AUFGABEN »
[1] Für wie viele Spiele hat Finke laut dem Text über Volker Finke den Trainerposten übernommen?
[2] Führe den Text über Volker Finke nach seinem letzten Satz weiter.

TEXTAUSZUG »

Dabei wird gerade seitens der Fans gerne außer Acht gelassen, warum Volker Finke überhaupt beim Verein ist und was seine Aufgabe dabei ist: Er ist kein fußballahnungsloser Manager wie Meier, seine Aufgabe ist es, dem Verein eine sportliche Linie, ein Konzept zu geben und dieses durchzusetzen. Diese in den Herbststürmen, als die Mitglieder dem Vorstand nach Jahren der kurzfristig gedachten Stümperei die Entlastung verweigerten, immer wieder vehement geforderte Besetzung einer Leerstelle in der grundsätzlichen Struktur des Klubs spielt in den festzementierten Interpretationsangeboten der Medien und den Interpretationsannahmen der Fans keine Rolle mehr. Finke sei daran interessiert, dass auf dem Trainerstuhl jemand sitze, der ihm kein Kontra in der sportlichen Ausrichtung gebe. Dies ist als Vorwurf gemeint, was absurder kaum sein kann - ein Sportdirektor, der dieses Ziel nicht verfolgt, ist sein Geld nicht wert.

Spätestens seit Schaefers endgültigem und sofortigem Rücktritt am gestrigen Mittwoch ist Finke reif für den vollständigen Beschuß. Dass er den Trainerposten für die kommenden drei Spiele übernommen hat, werfen ihm zwar selbst seine schärfsten Kritiker nicht vor, wenn auch nur zähneknirschend, da es in der Tat die sinnvollste Vorgehensweise zu sein scheint. Dafür aber öffnen Karlheinz Wagner via Kölner Stadtanzeiger bzw. Frankfurter Rundschau und Stephan von Nocks via Kicker (Print) aber die Schatulle des Vertraulichen. "Vertraulich", so Wagner, habe Finke Zweifel an Schaefers Arbeit geäußert, Zweifel, die die Mobbing-These stützen ebenso wie das äußern dieser gegenüber Journalisten. Allerdings darf man fragen, wie weit vertrauliche Äußerungen öffentliches Mobbing sind. Und ob dieser Vorgang, dass nämlich in informellen und vertraulichen Gesprächen Informationen an Journalisten fließen, die da nicht unbedingt hingehören alltäglich ist. Und ob der Vorgang, dass diese vertraulichen Informationen dann in der Zeitung landen, nicht ziemlich ungewöhnlich ist.
Stephan von Nocks hingegen beendet seinen Artikel über die Interna am Geißbockheim mit dem Zitat des Skykommentators vom vergangenen Sonntag beim Spiel gegen den VfL Wolfsburg, welcher für große Heiterkeit in der FC-Kneipe, in der ich weilte, sorgte: "Erst seit Volker Finke im Klub ist, ist die Unruhe wieder zurück. Das ist Fakt" - Lieber Skykommentator, lieber Herr von Nocks, ich glaube, eine Trainerentlassung, eine Managerentlassung sowie eine Nichtentlastung des Vorstandes vor Finkes Engagement sowie fünf der sieben Heimsiege nach Finkes Eintreffen stützen diese abenteuerliche These der Oase der Ruhe, in die Finke seit dem ersten Tage Unruhe brachte, nicht.

Extrahierte Dateneinträge:
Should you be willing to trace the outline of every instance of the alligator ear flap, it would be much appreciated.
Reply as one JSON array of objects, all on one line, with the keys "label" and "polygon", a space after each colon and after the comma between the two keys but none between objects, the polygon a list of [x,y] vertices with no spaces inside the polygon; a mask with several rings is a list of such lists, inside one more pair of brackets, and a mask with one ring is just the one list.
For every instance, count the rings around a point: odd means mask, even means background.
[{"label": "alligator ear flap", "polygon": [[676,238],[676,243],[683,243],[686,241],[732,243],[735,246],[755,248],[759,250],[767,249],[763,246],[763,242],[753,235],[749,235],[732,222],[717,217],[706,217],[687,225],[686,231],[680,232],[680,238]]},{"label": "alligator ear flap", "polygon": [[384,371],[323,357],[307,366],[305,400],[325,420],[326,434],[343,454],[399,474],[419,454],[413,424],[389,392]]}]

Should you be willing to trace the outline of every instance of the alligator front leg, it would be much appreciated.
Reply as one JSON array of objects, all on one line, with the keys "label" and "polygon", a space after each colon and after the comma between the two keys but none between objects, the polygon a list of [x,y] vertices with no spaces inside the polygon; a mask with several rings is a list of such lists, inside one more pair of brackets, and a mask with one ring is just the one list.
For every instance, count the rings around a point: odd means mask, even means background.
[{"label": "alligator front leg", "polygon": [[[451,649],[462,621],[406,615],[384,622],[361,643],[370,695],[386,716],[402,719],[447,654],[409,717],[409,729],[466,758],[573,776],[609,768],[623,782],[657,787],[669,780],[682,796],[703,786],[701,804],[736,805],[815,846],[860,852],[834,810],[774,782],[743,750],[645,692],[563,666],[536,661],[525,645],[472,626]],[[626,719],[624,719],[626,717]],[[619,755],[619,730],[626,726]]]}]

LÖSUNGEN NACH NUMMER »
[1] Für die kommenden drei Spiele.

[2]
Manch einer mag mir diesen Artikel als Verteidigung Finkes auslegen, und auch wenn ich zugeben muss, dass ich die Verpflichtung Finkes als Sportdirektor nach wie vor positiv sehe, er ist so nicht gemeint. Ich weiß nicht, welche Dinge intern besprochen werden, im Gegensatz zu den erwähnten Journalisten habe ich keine Standleitung zu Spielern oder Trainern und werde auch nicht von Volker Finke angerufen, wenn er etwas klären möchte.

Ich lese allerdings eine Geschichte, die auf Biegen und Brechen stimmig gemacht wird und die auf recht einfache Art und Weise Schwarz-Weiß malt.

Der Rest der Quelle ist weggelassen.